Starting at the line with "Where can you spot the bridge tower", retype each line exactly up to and including the final line of the records below.

Point localization data

%%

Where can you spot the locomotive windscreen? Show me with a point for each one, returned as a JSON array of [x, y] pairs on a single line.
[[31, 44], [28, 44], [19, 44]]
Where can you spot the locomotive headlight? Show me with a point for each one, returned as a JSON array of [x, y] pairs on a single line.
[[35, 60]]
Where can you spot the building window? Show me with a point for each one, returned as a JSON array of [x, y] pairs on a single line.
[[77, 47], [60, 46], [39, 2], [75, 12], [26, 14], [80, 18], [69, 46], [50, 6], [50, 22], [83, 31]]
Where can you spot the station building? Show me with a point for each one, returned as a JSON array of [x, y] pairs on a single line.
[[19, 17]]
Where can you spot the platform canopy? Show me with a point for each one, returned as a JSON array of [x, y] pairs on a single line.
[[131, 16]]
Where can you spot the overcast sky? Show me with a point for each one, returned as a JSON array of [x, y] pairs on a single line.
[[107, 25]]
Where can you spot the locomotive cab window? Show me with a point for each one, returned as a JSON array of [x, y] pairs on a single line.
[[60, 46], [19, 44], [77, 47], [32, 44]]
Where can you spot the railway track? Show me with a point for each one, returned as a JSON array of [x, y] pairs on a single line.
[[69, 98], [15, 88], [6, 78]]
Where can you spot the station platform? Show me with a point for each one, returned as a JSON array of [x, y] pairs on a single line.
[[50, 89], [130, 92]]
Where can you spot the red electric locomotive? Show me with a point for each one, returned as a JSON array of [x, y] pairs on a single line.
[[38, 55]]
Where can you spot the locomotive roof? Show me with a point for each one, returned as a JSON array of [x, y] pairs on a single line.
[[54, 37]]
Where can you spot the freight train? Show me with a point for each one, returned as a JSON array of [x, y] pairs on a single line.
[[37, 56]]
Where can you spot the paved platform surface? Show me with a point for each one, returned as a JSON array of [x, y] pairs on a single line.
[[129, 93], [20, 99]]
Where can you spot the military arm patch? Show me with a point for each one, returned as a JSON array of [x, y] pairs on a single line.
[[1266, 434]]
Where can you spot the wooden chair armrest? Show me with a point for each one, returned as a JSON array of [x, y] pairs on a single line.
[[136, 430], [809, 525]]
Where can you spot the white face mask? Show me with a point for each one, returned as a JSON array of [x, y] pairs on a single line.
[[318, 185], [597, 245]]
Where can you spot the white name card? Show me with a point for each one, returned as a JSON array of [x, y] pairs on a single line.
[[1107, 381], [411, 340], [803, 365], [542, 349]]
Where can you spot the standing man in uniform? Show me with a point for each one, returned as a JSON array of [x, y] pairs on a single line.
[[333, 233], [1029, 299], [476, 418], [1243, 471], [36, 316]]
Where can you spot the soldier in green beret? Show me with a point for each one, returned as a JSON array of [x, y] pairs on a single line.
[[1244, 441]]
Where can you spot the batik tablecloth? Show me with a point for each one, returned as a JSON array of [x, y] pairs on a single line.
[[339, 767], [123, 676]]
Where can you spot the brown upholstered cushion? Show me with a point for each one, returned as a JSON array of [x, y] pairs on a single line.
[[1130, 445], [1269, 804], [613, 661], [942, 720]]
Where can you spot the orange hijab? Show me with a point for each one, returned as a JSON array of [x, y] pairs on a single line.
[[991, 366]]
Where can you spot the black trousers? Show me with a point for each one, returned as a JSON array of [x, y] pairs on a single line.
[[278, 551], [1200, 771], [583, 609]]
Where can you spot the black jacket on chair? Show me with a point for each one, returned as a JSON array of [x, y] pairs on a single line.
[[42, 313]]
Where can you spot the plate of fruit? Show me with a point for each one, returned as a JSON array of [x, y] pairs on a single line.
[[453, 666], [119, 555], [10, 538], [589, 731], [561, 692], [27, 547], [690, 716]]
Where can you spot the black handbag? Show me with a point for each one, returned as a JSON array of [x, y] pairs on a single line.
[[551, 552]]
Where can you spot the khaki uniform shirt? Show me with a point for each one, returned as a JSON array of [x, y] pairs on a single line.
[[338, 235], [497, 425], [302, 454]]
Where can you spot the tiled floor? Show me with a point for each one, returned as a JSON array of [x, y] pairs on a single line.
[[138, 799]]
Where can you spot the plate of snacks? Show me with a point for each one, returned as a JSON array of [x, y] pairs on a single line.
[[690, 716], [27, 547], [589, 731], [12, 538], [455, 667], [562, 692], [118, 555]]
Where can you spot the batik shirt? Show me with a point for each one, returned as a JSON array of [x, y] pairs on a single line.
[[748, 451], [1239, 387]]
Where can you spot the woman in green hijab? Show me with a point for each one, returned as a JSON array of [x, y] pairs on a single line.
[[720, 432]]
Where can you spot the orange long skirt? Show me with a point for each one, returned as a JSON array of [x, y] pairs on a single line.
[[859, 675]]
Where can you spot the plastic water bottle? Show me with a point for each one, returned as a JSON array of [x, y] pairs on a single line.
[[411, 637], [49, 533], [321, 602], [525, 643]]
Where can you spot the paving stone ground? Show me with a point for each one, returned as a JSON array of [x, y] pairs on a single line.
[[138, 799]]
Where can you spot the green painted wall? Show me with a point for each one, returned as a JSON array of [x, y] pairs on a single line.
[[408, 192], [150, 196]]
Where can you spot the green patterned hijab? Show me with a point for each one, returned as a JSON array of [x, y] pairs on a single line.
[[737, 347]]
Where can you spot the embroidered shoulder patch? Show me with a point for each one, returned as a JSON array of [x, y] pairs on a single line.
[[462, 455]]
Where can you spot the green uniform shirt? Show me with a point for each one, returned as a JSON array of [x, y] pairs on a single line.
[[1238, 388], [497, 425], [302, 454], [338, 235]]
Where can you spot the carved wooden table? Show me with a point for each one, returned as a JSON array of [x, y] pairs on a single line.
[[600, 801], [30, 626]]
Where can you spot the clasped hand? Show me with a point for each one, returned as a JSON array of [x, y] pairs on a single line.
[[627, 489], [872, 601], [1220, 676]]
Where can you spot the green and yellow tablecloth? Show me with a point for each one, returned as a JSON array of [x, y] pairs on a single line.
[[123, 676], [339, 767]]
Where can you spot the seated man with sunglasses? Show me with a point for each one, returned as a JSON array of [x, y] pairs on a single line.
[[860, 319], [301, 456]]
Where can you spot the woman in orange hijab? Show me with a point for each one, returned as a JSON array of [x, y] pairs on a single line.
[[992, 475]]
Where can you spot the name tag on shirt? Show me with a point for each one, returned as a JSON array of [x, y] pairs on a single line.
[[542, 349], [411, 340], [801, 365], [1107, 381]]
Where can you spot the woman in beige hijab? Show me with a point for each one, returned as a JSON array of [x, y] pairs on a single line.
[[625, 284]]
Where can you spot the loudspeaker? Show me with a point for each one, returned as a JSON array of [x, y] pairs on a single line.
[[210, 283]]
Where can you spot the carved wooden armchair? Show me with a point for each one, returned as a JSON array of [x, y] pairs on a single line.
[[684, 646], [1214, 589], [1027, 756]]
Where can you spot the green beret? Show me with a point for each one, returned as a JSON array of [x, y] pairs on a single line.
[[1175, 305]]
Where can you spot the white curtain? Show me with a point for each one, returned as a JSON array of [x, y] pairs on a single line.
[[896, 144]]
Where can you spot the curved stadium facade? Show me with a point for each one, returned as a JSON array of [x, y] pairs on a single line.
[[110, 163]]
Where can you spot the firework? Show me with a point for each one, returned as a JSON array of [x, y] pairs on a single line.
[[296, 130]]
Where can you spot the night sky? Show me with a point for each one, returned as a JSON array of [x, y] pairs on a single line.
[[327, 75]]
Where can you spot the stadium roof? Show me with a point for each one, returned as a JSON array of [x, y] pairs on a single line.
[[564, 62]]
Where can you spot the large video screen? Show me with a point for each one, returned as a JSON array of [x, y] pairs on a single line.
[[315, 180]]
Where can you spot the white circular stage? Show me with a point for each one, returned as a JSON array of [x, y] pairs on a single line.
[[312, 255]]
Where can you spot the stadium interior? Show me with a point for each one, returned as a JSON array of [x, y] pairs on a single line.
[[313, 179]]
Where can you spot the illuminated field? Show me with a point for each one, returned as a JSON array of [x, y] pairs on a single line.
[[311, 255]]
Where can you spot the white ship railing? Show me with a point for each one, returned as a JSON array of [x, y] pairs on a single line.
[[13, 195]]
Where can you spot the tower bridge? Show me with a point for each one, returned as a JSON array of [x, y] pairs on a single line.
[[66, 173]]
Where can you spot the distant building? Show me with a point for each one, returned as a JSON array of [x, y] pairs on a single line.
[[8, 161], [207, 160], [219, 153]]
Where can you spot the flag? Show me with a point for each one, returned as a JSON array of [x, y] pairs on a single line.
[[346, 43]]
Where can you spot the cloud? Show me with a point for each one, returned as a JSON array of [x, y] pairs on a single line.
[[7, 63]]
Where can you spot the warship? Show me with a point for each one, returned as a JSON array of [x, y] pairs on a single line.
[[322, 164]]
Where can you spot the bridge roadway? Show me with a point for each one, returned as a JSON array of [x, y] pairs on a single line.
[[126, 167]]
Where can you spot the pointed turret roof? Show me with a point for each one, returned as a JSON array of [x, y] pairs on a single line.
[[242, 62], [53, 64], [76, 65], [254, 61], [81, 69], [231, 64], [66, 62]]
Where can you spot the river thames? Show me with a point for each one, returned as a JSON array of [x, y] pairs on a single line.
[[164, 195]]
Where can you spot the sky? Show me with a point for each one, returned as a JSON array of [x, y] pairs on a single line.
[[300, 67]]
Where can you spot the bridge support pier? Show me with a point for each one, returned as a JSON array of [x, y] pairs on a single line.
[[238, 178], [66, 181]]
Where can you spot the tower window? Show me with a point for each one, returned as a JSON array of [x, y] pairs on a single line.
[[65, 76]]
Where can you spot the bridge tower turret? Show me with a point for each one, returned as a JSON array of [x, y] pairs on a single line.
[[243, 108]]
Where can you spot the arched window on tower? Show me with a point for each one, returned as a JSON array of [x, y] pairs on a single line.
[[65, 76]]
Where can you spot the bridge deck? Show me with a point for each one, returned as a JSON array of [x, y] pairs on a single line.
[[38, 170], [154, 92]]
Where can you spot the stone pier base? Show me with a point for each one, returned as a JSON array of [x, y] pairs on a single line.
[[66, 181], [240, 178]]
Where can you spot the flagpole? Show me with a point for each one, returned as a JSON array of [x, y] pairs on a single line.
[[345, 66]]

%%

**Output of the task:**
Where can you spot the bridge tower turret? Show me with a point for each one, returned as a JSON array of [x, y] pairs on a single line.
[[243, 108]]
Where can you spot the arched window on tower? Show me with a point for each one, returned as a JSON array of [x, y] pairs on a single line.
[[65, 76]]
Where can you spot the bridge deck? Show me with a point for each one, returned as a JSON array of [x, y] pairs on a single line.
[[38, 170], [154, 92]]
Where can you spot the stone pier base? Show me with a point for each one, returned as a JSON array of [x, y] pairs on a single line.
[[66, 181], [240, 178]]
Where can you spot the flagpole? Show me with a point for each one, returned as a JSON array of [x, y] pairs on a single line.
[[345, 66]]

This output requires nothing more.